— Work required —
Render the records below as a Markdown table with the columns Row and Text, from the line containing "Where can you spot the green and" through the end of the records, inclusive. Omit blank lines.

— Material for this exercise —

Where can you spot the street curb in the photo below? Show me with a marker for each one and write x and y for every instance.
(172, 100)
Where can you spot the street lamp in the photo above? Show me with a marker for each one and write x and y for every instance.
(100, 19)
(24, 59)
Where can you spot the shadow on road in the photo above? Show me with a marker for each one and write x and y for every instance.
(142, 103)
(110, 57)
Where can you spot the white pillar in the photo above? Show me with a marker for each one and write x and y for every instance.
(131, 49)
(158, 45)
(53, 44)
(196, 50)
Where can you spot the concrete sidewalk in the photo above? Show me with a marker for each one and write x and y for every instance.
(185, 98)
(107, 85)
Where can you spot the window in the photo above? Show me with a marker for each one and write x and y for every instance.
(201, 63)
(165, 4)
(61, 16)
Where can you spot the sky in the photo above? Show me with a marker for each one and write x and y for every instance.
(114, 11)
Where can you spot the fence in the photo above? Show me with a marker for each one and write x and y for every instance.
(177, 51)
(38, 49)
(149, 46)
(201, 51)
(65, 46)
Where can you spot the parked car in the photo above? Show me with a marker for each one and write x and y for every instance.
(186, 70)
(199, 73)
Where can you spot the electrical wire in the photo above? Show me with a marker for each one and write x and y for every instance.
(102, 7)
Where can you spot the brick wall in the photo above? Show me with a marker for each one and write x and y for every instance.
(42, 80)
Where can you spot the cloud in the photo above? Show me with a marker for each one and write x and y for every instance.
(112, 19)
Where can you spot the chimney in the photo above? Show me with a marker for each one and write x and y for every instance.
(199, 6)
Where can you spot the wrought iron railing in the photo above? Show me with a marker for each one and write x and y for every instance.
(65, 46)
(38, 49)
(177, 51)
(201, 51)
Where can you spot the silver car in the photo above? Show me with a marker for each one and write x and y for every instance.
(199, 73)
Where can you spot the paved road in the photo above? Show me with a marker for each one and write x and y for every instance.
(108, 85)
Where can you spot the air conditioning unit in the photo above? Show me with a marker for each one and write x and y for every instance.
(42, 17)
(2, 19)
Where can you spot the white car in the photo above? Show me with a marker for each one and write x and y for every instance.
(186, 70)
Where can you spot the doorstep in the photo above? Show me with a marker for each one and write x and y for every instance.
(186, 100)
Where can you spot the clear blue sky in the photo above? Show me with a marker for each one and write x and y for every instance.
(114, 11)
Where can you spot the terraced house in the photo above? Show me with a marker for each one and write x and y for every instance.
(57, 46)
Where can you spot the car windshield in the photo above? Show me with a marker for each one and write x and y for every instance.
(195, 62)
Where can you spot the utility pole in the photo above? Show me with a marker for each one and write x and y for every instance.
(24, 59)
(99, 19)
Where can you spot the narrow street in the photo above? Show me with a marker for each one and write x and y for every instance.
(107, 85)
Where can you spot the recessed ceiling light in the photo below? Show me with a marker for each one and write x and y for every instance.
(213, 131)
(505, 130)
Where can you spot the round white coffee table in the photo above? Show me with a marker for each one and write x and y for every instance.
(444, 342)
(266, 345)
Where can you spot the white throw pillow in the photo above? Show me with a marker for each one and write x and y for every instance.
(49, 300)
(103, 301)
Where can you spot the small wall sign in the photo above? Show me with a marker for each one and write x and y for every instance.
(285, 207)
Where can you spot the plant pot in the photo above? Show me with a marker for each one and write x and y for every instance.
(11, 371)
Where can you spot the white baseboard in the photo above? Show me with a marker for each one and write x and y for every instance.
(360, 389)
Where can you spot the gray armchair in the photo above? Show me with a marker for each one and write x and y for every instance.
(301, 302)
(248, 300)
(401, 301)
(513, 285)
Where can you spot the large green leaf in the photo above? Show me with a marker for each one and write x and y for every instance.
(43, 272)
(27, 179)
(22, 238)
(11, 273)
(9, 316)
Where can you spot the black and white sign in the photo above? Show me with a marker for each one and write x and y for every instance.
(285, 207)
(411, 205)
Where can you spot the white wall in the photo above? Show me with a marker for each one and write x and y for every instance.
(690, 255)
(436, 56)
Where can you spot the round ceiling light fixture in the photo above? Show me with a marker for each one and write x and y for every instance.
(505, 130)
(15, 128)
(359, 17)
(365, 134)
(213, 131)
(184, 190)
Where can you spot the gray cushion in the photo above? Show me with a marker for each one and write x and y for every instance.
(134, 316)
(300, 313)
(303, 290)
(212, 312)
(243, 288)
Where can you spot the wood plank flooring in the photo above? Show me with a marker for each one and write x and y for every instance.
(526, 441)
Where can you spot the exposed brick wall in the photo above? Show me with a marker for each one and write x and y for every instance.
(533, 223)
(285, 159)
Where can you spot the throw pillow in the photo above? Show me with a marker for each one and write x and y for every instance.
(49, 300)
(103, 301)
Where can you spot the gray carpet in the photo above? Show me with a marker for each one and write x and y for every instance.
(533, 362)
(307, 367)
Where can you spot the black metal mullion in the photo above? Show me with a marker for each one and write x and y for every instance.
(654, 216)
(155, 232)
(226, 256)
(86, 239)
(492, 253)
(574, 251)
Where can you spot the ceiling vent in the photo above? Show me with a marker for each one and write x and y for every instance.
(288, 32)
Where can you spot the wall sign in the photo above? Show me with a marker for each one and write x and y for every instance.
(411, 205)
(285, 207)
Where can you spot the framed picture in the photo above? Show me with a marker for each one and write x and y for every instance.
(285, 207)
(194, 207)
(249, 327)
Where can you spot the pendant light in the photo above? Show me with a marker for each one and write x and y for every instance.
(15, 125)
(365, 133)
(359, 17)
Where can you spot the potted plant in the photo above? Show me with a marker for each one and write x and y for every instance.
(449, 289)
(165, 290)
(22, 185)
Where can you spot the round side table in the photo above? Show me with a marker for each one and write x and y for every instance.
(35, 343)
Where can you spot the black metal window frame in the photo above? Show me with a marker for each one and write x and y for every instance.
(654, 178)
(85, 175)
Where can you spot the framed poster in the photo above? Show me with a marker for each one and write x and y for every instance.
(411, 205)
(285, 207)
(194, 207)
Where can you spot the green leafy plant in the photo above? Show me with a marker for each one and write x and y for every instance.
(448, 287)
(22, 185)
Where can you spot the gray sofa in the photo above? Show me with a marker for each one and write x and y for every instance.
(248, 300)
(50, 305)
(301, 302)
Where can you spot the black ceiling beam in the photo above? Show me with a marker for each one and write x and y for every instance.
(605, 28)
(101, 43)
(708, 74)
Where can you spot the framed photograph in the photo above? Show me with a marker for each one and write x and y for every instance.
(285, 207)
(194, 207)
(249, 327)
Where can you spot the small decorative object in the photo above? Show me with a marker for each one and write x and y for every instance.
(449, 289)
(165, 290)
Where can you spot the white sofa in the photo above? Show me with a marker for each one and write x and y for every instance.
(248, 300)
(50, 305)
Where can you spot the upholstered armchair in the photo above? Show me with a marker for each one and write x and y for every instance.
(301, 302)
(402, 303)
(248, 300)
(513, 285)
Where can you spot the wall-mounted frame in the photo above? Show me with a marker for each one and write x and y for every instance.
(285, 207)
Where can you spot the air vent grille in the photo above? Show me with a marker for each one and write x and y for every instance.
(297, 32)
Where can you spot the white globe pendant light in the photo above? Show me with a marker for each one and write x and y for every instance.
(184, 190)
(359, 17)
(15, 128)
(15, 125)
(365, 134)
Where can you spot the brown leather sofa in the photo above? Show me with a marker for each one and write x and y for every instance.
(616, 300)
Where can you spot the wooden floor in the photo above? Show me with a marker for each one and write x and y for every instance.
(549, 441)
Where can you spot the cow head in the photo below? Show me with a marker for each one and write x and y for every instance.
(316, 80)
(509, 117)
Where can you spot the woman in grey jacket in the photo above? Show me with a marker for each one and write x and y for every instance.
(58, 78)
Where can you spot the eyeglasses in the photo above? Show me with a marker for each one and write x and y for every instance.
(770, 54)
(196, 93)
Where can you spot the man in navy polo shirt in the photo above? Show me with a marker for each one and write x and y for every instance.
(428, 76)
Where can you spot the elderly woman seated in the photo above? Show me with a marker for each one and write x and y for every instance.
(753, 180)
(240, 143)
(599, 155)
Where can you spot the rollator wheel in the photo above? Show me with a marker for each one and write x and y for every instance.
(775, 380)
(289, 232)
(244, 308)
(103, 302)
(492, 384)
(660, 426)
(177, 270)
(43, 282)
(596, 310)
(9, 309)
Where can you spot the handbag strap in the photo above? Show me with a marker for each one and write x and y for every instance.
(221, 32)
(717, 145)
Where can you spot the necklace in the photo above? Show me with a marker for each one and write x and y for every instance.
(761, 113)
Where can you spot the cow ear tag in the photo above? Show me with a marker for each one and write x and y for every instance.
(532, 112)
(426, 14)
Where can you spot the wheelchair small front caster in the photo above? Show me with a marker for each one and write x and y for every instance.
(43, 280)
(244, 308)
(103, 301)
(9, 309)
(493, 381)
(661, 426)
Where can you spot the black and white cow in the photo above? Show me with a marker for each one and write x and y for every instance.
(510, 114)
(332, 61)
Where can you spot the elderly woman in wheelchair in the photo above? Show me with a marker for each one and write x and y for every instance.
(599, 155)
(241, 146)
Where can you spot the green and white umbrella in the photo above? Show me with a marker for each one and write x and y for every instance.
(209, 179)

— Written solution —
| Row | Text |
|---|---|
| 1 | Where can you spot the green and white umbrella in the photo above? Show me with a marker for each one and write x and y for every instance. |
| 2 | (209, 179) |